[Referring expression data]
-- -- --

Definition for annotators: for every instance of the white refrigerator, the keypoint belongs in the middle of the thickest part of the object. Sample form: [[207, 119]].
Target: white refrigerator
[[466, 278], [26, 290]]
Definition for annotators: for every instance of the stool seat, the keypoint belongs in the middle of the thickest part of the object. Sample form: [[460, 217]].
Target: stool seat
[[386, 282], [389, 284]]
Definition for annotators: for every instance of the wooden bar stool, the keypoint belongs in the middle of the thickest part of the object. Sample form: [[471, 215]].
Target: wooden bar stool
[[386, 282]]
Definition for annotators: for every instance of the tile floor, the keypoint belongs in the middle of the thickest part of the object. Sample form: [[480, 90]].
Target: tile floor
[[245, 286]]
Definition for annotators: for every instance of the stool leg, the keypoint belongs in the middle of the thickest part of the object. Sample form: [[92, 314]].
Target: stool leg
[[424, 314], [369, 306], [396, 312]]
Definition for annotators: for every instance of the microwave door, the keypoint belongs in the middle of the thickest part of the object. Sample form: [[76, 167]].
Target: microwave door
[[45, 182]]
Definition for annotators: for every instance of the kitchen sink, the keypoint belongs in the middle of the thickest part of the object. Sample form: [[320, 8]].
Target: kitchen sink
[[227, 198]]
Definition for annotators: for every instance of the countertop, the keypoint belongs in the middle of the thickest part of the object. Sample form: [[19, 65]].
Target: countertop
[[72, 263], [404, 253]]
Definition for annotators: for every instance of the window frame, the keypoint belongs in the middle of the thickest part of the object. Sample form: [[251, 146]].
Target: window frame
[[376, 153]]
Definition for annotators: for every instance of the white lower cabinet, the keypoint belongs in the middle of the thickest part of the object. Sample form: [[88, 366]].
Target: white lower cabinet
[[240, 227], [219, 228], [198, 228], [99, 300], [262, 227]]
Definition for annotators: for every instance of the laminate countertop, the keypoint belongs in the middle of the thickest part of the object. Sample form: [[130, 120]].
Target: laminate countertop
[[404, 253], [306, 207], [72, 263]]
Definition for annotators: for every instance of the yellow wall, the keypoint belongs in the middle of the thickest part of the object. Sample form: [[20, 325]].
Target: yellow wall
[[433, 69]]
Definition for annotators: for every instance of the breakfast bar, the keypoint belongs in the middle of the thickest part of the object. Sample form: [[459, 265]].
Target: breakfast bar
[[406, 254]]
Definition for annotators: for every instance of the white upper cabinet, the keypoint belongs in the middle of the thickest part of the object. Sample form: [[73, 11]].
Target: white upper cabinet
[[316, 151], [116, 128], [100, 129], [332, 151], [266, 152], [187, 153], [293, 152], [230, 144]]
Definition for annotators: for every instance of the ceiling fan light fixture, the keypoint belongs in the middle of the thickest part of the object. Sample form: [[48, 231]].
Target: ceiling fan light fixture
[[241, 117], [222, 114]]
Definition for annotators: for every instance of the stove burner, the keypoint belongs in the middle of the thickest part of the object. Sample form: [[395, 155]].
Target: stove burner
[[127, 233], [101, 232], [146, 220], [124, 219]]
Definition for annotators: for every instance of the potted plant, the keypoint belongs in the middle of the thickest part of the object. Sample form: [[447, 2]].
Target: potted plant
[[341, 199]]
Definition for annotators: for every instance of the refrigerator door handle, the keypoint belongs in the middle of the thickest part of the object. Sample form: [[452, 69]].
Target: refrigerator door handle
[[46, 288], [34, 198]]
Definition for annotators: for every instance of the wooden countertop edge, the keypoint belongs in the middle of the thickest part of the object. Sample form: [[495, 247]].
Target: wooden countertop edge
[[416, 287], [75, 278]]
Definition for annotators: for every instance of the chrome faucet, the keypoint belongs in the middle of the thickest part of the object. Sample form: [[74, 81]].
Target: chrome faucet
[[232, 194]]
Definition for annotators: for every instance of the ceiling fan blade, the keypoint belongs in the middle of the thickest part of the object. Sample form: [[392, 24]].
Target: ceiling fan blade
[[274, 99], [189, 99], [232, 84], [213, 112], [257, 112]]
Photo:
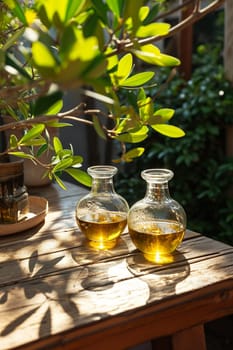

-- -- --

_Exercise description_.
Take the line that contains "form: [[392, 24]]." and every line after it to the end of the records above; quote them exactly, leaving out the pictures.

_Written answer_.
Definition for annotators: for every instance of the ceiling fan blade, the keypoint belongs in the middle of the thickest part of the object. Sample form: [[392, 24]].
Target: ceiling fan blade
[[274, 99], [189, 99], [232, 84], [213, 112], [257, 112]]
Photo:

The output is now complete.